Records supplied.
-*-
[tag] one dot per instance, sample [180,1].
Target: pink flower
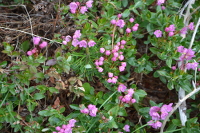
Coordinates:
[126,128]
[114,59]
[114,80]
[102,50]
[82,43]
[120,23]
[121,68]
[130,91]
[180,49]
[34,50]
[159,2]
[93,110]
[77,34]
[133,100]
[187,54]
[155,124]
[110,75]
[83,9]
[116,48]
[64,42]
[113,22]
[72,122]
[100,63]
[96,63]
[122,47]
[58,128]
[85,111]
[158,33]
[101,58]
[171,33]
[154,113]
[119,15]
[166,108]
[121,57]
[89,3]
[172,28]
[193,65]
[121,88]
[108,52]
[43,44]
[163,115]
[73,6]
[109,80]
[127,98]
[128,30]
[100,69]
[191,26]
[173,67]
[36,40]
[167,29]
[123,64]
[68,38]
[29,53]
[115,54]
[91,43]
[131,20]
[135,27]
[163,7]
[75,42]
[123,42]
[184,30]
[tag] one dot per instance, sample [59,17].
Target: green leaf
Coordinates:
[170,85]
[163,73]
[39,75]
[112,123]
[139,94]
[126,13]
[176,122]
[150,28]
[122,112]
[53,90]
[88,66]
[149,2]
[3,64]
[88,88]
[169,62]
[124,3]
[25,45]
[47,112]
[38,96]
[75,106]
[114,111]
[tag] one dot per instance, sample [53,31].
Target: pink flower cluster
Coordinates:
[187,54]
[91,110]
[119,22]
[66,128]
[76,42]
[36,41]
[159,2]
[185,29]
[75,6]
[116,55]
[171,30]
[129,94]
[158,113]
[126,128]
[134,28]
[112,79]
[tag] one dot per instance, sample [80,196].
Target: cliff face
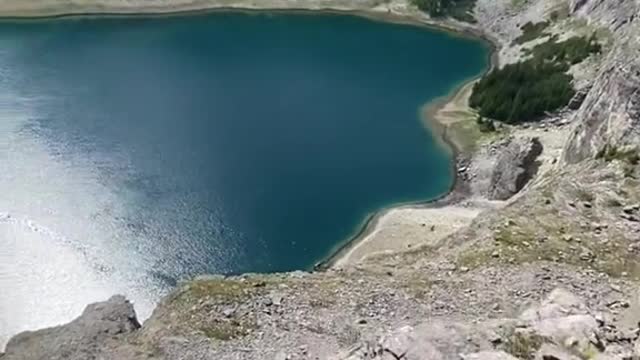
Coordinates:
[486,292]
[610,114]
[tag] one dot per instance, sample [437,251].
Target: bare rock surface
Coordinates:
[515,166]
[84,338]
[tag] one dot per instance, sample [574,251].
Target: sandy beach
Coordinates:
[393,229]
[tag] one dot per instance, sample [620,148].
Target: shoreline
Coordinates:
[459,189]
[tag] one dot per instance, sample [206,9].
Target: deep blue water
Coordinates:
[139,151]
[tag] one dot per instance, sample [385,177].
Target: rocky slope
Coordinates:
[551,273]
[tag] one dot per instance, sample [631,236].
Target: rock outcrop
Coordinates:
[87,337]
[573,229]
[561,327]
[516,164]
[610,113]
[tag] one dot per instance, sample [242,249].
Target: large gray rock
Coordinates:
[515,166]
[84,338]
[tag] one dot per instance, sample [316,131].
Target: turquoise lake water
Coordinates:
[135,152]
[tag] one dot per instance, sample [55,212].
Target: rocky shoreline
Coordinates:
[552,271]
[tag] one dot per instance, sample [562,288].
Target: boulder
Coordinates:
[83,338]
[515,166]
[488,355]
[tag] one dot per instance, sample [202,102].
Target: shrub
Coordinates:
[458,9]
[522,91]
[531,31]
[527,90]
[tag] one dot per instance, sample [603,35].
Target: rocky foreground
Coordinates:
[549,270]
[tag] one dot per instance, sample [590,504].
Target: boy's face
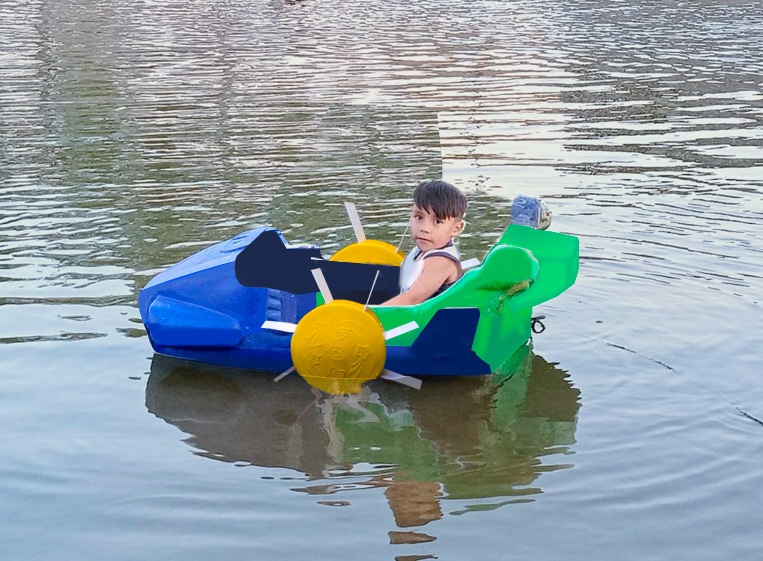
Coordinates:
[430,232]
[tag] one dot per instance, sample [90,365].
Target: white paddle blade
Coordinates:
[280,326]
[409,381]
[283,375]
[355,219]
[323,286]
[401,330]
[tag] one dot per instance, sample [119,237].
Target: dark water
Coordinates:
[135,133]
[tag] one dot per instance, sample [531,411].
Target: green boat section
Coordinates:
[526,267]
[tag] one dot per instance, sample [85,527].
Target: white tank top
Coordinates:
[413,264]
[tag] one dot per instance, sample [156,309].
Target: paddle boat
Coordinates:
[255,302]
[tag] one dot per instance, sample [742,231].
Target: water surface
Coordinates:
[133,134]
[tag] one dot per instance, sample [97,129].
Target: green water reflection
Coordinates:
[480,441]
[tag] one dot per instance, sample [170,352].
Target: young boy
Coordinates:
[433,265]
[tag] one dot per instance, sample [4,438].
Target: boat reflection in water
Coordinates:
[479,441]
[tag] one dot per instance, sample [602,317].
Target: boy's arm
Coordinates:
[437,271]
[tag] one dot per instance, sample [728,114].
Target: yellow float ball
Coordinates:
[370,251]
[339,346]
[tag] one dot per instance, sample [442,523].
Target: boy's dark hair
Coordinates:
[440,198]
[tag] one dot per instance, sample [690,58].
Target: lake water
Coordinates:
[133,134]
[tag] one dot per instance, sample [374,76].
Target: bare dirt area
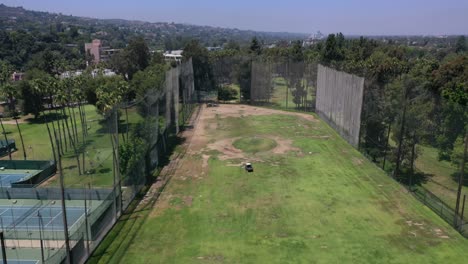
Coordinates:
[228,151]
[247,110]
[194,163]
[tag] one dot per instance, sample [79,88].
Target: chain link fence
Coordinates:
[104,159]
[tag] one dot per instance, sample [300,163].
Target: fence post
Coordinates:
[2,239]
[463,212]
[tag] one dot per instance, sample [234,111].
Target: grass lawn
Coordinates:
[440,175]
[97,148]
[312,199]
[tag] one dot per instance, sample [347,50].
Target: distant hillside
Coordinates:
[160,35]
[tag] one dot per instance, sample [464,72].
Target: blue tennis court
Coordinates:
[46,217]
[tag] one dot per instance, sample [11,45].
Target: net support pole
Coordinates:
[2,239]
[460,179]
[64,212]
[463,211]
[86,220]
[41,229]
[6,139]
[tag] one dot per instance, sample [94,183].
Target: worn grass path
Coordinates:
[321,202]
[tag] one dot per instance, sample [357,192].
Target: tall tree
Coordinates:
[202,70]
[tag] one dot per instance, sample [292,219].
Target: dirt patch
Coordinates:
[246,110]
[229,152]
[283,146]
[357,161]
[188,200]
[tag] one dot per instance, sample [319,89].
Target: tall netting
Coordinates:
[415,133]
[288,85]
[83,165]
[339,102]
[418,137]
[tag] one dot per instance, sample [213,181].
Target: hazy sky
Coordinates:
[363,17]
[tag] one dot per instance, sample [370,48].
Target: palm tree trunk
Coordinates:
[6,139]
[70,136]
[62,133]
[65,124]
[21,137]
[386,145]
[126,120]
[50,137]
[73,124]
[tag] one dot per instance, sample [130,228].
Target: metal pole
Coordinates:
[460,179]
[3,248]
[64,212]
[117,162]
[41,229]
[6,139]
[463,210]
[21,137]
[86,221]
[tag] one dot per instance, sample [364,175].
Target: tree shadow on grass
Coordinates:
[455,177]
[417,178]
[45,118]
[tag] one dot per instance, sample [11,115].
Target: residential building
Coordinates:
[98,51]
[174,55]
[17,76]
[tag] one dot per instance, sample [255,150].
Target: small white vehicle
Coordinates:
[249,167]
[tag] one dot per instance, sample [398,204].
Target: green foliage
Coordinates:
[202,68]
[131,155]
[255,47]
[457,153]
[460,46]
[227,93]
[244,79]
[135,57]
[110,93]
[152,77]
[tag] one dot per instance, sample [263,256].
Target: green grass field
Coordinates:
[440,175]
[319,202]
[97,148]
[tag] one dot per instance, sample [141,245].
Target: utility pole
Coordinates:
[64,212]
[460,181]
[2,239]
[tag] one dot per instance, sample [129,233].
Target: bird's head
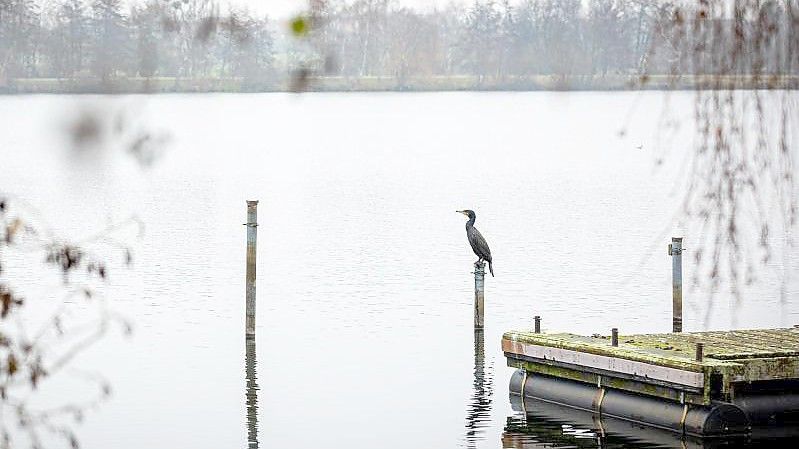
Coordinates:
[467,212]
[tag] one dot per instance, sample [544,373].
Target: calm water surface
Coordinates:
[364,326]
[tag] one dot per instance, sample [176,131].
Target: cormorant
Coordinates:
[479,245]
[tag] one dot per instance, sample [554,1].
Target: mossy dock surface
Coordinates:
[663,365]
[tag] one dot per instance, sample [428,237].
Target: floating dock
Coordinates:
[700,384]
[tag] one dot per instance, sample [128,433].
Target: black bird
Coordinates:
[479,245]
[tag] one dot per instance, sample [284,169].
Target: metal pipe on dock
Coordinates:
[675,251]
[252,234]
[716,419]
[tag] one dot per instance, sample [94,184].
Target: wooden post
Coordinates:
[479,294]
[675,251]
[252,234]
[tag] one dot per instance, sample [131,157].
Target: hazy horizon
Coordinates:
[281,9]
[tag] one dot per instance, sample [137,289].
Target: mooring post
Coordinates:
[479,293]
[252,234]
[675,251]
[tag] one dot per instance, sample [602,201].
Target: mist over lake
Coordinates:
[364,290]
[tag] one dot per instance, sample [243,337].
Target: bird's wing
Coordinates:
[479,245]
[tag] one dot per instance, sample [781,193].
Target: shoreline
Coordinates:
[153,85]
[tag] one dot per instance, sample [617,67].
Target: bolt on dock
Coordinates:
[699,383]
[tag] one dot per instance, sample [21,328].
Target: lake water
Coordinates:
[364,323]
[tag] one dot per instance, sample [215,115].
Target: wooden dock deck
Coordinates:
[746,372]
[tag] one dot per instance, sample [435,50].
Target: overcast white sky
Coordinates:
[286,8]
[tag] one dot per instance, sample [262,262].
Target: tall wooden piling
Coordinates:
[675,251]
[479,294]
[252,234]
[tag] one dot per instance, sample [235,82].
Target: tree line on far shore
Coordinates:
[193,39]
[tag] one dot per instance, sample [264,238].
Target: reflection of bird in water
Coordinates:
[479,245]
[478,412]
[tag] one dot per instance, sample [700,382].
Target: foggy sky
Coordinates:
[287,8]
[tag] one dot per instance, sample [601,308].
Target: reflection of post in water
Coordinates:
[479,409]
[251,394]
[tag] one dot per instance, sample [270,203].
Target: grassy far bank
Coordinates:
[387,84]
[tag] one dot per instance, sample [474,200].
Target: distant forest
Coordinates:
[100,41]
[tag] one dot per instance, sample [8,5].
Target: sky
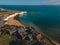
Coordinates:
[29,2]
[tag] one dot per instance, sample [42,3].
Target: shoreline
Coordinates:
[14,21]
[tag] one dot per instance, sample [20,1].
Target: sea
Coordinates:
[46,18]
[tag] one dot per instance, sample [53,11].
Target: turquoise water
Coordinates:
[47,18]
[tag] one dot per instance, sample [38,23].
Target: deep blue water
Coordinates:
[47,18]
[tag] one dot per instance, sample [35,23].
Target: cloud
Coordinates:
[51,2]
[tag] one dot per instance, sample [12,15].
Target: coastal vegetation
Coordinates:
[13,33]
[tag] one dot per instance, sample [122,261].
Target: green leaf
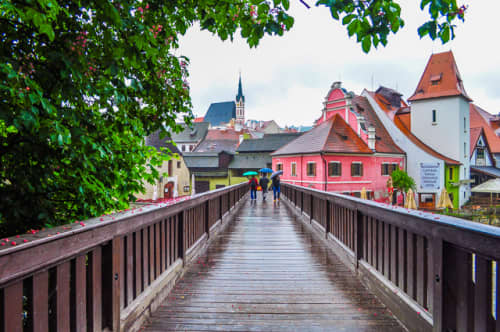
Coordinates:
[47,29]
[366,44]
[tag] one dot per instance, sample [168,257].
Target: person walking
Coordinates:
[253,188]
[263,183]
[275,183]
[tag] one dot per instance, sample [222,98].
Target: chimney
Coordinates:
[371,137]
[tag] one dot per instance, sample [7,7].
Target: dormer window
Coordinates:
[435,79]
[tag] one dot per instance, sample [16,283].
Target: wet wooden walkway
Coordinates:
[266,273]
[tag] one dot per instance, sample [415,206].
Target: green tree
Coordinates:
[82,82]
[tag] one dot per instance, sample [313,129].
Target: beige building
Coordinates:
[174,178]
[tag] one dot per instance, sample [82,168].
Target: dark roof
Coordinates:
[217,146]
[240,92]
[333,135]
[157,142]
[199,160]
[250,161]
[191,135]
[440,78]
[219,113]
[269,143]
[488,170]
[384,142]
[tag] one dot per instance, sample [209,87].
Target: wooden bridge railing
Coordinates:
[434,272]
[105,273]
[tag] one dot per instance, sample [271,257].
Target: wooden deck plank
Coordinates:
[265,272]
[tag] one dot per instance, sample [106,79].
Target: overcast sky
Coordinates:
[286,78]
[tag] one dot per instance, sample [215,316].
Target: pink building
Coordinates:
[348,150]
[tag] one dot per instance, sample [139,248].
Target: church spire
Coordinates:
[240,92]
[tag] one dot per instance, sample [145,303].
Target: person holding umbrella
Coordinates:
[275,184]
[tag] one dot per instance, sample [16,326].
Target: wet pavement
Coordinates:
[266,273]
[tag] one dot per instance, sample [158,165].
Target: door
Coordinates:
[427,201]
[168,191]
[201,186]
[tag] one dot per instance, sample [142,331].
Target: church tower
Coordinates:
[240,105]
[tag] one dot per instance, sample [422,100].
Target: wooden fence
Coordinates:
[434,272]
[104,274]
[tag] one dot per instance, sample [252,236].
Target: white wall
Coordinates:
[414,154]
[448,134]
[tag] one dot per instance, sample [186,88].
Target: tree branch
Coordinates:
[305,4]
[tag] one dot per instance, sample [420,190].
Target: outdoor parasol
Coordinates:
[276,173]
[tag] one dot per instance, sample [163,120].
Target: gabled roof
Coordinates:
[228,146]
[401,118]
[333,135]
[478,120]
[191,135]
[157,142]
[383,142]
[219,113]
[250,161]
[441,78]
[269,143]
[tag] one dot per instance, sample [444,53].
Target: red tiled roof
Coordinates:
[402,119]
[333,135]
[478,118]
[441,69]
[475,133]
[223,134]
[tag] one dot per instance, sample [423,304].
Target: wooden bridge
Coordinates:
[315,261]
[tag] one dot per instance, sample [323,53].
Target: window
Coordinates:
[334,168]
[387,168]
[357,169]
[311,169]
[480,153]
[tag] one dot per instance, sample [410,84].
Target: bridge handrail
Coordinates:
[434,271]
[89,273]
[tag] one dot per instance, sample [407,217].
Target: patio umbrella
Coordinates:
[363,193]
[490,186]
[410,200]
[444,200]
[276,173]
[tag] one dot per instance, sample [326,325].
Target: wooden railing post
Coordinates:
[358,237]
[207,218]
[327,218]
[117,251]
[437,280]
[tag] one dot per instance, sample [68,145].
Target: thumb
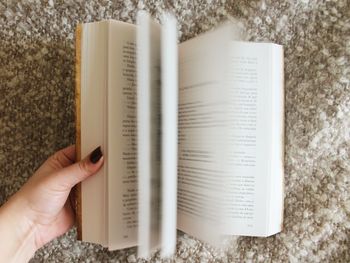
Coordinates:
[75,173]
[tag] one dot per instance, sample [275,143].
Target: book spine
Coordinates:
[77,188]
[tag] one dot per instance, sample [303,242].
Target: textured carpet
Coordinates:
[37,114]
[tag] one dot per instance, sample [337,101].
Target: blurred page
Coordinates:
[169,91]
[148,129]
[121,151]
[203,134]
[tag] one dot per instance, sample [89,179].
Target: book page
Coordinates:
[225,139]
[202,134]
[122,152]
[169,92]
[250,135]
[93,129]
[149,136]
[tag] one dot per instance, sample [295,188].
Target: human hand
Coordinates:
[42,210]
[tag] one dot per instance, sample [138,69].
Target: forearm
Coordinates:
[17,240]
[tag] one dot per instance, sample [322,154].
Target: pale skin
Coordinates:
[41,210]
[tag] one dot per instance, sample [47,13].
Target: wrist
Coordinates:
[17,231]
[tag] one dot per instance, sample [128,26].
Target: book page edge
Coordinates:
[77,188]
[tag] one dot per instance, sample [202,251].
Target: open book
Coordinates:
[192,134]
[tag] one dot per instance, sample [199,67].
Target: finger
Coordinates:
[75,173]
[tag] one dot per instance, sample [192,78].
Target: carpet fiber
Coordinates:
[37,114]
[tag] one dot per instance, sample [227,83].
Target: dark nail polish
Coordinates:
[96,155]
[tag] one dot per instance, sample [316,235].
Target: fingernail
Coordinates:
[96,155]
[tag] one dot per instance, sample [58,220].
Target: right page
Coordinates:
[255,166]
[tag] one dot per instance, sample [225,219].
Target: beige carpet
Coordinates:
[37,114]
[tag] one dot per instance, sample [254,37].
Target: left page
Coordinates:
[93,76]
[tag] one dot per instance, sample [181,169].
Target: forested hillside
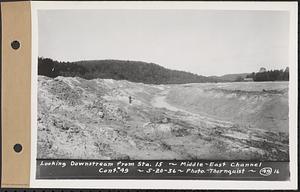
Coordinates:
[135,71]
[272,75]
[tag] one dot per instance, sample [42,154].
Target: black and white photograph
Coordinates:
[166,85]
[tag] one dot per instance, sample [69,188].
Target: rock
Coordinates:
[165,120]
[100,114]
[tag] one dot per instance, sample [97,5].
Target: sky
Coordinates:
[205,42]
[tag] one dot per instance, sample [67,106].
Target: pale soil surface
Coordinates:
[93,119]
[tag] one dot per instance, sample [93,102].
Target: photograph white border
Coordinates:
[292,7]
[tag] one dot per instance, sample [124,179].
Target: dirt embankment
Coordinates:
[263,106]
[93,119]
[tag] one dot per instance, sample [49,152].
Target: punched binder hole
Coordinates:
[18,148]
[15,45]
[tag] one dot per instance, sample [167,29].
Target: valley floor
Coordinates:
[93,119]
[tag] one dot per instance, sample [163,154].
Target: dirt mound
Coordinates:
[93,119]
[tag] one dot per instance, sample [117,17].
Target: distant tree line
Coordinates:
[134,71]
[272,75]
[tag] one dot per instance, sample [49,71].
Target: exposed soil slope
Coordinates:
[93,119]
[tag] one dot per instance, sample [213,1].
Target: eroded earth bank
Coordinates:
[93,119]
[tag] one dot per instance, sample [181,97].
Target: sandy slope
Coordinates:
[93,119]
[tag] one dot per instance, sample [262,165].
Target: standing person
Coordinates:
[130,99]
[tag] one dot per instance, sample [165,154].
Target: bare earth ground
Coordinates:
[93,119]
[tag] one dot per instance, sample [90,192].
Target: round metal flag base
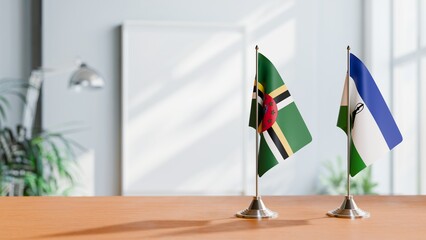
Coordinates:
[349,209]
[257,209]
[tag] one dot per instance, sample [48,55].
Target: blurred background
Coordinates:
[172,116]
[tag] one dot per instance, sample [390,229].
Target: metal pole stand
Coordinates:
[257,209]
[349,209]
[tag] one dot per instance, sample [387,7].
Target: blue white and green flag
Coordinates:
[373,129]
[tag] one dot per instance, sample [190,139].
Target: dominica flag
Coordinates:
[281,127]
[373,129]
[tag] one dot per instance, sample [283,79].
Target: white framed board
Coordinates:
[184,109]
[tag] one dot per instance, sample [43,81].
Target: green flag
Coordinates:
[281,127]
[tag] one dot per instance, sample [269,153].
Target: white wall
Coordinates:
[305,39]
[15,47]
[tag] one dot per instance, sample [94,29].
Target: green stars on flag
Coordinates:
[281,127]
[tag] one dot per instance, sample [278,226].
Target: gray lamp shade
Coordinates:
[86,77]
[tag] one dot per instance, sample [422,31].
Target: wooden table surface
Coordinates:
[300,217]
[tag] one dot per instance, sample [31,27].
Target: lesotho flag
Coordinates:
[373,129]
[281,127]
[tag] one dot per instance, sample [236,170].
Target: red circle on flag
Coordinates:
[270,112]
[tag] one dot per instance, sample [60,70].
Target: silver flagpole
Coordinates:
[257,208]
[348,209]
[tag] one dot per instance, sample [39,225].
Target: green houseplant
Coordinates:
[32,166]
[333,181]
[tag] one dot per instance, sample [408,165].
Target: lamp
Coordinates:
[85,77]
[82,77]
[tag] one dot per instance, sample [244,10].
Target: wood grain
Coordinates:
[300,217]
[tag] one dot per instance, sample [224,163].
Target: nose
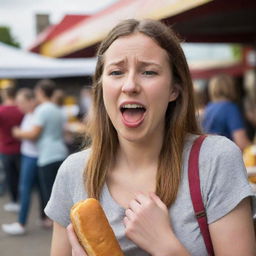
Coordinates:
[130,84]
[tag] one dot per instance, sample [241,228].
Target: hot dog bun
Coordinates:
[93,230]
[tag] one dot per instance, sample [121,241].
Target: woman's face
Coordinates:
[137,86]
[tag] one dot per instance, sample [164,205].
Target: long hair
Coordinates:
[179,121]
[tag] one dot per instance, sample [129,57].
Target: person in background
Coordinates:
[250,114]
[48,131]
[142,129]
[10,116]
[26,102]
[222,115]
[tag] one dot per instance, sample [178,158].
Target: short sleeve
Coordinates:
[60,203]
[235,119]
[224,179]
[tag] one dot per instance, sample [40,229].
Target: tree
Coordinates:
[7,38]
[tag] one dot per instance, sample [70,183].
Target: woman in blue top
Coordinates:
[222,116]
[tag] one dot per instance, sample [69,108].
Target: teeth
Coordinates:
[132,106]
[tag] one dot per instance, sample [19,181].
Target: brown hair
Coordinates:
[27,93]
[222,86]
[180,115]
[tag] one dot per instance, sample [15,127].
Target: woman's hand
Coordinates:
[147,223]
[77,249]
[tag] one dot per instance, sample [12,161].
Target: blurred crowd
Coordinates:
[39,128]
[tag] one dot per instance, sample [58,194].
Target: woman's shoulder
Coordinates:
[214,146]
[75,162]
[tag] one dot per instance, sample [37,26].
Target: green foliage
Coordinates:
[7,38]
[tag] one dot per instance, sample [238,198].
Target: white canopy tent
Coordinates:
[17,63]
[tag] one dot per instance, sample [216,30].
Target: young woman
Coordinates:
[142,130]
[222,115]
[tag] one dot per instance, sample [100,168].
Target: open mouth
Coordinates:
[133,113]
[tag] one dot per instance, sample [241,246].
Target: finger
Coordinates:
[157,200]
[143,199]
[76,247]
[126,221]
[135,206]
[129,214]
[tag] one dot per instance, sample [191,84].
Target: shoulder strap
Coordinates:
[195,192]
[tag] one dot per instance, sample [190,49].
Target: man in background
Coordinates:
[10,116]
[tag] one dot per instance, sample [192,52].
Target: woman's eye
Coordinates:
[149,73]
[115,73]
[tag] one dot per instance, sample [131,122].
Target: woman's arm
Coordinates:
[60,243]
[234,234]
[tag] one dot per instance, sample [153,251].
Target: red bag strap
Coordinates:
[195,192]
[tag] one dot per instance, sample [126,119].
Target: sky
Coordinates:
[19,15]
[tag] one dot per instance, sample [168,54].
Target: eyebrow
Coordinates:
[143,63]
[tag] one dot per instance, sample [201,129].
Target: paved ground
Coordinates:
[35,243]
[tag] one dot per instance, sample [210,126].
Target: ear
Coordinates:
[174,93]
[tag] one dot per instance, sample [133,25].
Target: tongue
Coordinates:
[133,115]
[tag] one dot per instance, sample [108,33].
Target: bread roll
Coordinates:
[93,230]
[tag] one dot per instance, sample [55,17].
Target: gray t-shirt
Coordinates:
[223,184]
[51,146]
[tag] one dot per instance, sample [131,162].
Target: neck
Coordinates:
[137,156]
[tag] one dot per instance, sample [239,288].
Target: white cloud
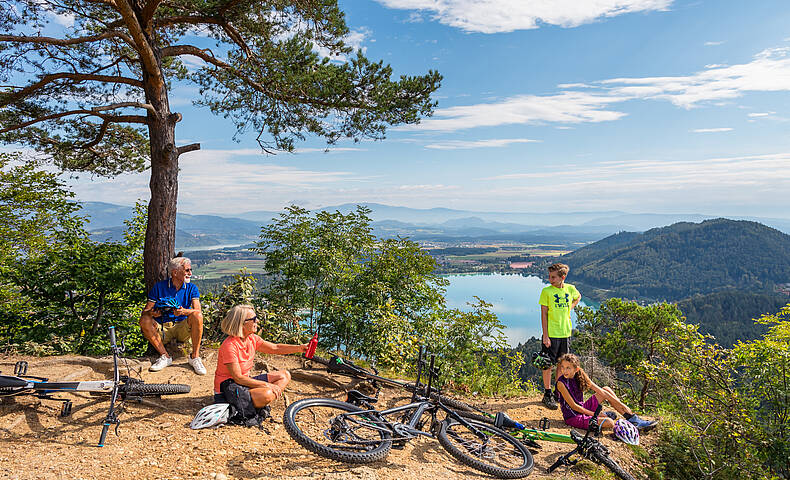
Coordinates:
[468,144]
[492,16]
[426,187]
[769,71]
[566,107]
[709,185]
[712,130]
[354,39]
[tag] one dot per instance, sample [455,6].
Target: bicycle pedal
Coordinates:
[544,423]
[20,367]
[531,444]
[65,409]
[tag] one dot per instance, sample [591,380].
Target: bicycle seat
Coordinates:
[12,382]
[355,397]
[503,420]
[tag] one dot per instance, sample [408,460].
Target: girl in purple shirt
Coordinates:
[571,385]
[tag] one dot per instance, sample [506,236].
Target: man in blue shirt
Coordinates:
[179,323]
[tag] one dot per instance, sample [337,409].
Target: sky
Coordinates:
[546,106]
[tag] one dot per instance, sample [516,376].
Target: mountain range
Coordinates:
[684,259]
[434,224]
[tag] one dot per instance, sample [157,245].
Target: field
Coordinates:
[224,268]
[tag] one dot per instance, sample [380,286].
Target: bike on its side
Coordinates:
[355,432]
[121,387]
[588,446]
-*-
Challenge. From the line containing "[tag] one dot per instance, sample [190,49]." to the end of the data above, give those lines again verbatim, with both endpoints included and no images.

Answer for the task.
[tag] one dot per instance, sample [190,49].
Target: man in background
Coordinates:
[10,116]
[tag] one dot per instance, sample [192,52].
Target: woman's eye
Coordinates:
[149,73]
[115,73]
[tag] one dot per instance, sample [131,122].
Target: woman's arm
Coordinates:
[60,243]
[234,234]
[tag] one dot per instance, sample [153,251].
Target: red bag strap
Coordinates:
[195,192]
[tag] one dot per instance, sample [126,119].
Target: sky
Coordinates:
[19,15]
[tag] one dot per instance, sample [168,54].
Target: eyebrow
Coordinates:
[143,63]
[tag] one dot per instance, sample [201,129].
Target: paved ground
Coordinates:
[35,243]
[tag] one dot per instance, sample [210,126].
Target: ear
Coordinates:
[174,93]
[tag] one dot per instance, sample [133,25].
Target: tongue
Coordinates:
[133,115]
[tag] one dot per instance, sample [108,33].
Target: bread roll
Coordinates:
[93,230]
[tag] one dot per instance, sample [55,17].
Target: gray t-shirt
Coordinates:
[223,184]
[51,146]
[tag] one dot per instance, sample [131,162].
Target: neck
Coordinates:
[137,156]
[tag] one dot per instance, sample [239,288].
Target: white cloud
Coordinates:
[468,144]
[492,16]
[426,187]
[769,71]
[566,107]
[709,185]
[712,130]
[354,39]
[tag] one dot per instance, sample [455,6].
Target: bicycle pedal
Coordinates:
[544,423]
[20,367]
[531,444]
[65,409]
[tag] one dot per instance, sample [591,380].
Target: bicycle seat
Coordinates:
[12,382]
[355,397]
[503,420]
[tag] one dot per instance, sample [408,460].
Target: girl in purple shirt
Coordinates:
[571,385]
[tag] one dot per instance, sample [506,236].
Target: man in blue shirt
Coordinates:
[179,323]
[tag] one dot per instance, sample [337,409].
Target: sky
Coordinates:
[546,106]
[tag] one dot per instance, sample [516,376].
Target: mountain range
Coordinates:
[684,259]
[434,224]
[tag] one dot per instance, sample [157,245].
Target: field
Coordinates:
[224,268]
[tag] one dot per instance, sample [380,286].
Target: bike on its side
Coordinates:
[355,432]
[121,387]
[588,446]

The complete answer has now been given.